◆ Text segment ◆

In the latter half of the 1970s, heavy borrowing from transnational commercial banks,
multilateral organizations, and the United States and other countries masked problems that had
begun to appear on the economic horizon with the slowdown of the world economy. By 1976 the
Philippines was among the top 100 recipients of loans from the World Bank and was considered
a "country of concentration." Its balance of payments problem was solved and growth facilitated,
at least temporarily, but at the cost of having to service an external debt that rose from US$2.3
billion in 1970 to more than US$17.2 billion in 1980.
There were internal problems as well, particularly in respect of the increasingly visible
mismanagement of crony enterprises. A financial scandal in January 1981 in which a
businessman fled the country with debts of an estimated P700 million required massive amounts
of emergency loans from the Central Bank of the Philippines and other government-owned
financial institutions to some eighty firms. The growth rate of GNP fell dramatically, and from
then the economic ills of the Philippines proliferated. In 1980 there was an abrupt change in
economic policy, related to the changing world economy and deteriorating internal conditions,
with the Philippine government agreeing to reduce the average level and dispersion of tariff rates
and to eliminate most quantitative restrictions on trade, in exchange for a US$200 million
structural adjustment loan from the World Bank. Whatever the merits of the policy shift, the
timing was miserable. Exports did not increase substantially, while imports increased
dramatically. The result was growing debt-service payments; emergency loans were forthcoming,
but the hemorrhaging did not cease.

◆ Description of the task ◆
Continue the passage on the Philippine economy's troubles in the late 1970s and early 1980s, picking up after its final sentence.

Dataset entries
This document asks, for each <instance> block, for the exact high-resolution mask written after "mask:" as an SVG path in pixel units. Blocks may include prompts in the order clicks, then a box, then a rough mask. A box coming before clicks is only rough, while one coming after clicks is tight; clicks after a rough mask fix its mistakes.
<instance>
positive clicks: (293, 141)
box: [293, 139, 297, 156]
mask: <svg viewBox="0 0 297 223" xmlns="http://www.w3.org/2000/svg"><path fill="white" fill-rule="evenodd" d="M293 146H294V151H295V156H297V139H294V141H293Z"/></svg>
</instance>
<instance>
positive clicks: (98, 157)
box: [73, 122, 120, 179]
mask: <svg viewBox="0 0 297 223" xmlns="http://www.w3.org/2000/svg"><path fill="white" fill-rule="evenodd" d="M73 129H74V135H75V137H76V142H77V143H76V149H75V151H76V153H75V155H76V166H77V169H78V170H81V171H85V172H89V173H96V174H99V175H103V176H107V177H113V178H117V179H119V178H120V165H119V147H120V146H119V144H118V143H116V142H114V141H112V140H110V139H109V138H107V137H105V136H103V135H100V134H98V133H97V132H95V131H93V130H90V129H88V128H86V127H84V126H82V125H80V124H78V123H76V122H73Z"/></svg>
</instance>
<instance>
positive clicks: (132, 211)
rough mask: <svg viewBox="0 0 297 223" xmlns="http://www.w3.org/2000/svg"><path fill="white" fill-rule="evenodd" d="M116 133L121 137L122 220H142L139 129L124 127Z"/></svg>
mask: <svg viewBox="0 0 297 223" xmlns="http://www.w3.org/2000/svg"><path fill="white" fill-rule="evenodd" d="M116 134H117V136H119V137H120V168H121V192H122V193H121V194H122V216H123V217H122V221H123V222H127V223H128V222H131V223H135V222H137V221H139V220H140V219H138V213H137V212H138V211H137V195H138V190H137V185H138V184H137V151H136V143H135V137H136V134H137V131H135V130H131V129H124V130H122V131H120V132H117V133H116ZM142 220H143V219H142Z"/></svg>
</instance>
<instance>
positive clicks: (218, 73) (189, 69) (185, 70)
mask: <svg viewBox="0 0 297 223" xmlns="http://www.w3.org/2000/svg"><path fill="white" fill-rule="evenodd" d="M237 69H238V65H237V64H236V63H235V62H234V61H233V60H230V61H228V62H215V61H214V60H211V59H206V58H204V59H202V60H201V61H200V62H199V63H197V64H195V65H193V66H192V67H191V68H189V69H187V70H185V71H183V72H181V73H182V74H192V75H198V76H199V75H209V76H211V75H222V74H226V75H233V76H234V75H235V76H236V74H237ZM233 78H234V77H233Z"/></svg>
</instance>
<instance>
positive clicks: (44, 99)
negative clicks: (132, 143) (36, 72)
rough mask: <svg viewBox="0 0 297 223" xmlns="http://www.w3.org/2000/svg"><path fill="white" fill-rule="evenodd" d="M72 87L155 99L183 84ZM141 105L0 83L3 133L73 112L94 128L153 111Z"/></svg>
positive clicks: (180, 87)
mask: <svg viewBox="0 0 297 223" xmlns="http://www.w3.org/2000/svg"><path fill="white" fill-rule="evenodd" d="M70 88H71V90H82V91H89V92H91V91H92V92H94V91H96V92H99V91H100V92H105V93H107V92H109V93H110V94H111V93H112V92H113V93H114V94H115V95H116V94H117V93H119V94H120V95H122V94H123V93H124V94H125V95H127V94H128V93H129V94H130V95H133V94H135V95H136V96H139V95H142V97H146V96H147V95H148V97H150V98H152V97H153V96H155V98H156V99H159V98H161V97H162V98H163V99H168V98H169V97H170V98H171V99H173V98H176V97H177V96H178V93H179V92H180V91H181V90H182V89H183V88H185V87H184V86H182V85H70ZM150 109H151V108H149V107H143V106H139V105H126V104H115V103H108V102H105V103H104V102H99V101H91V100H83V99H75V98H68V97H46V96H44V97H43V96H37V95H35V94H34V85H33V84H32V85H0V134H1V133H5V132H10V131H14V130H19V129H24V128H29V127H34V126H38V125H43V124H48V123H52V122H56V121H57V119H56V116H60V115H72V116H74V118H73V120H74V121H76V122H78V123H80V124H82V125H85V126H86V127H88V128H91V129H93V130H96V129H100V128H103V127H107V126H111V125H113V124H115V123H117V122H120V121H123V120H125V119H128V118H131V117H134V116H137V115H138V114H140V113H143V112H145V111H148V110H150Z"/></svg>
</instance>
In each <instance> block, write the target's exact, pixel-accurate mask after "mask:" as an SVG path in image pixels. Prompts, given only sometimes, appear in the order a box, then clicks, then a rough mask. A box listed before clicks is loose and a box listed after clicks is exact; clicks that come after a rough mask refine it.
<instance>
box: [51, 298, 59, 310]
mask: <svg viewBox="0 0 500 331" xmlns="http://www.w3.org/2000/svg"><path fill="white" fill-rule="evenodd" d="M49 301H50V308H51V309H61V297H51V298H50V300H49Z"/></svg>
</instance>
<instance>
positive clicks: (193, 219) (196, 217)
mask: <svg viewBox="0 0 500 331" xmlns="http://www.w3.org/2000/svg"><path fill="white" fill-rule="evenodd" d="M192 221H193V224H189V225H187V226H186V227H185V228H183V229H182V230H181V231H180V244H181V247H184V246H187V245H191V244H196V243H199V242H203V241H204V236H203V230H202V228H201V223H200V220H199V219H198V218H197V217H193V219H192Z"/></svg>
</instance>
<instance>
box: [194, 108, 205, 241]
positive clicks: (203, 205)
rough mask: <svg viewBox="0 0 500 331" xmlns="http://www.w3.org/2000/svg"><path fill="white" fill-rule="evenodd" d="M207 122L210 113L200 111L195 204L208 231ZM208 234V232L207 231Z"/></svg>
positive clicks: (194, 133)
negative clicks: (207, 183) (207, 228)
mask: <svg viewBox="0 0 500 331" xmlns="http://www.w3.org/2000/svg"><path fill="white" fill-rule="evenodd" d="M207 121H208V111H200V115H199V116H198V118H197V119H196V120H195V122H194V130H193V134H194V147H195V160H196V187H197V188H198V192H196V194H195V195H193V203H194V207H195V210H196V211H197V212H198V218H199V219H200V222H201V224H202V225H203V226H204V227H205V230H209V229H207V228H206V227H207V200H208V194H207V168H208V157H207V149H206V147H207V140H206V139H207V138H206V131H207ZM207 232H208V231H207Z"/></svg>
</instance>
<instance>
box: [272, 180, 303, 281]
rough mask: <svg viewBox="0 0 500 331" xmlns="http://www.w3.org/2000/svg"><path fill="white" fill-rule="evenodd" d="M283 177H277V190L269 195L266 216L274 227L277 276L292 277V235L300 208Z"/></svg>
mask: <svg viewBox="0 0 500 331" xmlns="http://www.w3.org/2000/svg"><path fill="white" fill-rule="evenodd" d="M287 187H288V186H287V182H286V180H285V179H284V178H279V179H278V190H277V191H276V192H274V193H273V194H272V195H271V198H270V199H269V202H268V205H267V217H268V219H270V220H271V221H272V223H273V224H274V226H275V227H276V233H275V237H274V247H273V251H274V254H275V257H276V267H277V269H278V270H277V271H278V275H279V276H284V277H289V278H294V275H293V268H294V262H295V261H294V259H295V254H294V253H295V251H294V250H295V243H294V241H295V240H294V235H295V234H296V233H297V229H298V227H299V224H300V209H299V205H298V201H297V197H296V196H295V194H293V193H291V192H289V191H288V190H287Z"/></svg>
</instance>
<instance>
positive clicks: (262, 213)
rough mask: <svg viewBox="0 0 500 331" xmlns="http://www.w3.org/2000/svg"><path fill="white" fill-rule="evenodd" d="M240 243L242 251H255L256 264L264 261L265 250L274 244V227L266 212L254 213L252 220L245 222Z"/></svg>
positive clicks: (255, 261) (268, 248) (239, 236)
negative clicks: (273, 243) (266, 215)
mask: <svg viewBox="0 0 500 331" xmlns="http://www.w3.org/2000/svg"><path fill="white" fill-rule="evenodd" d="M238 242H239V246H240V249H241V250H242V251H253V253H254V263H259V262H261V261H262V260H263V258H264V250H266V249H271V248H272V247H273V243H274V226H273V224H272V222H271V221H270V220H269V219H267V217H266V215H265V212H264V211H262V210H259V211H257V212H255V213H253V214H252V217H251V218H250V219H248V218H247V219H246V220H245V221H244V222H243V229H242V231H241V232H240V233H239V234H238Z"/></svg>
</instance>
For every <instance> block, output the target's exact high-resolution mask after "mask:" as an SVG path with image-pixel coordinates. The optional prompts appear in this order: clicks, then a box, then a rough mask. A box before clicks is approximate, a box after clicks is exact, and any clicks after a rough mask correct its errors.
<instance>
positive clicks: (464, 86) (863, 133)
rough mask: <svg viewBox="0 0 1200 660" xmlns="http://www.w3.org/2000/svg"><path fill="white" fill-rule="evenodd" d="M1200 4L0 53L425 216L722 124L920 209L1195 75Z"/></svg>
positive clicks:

◆ Response to this exercise ◆
It was in this environment in August 1983 that President Marcos's foremost critic, former
Senator Benigno Aquino, returned from exile and was assassinated. The country was thrown into
an economic and political crisis that resulted eventually, in February 1986, in the ending of
Marcos's twenty-one-year rule and his flight from the Philippines. In the meantime, debt
repayment had ceased. Real GNP fell more than 11 percent before turning back up in 1986, and
real GNP per capita fell 17 percent from its high point in 1981. In 1990 per capita real GNP was
still 7 percent below the 1981 level.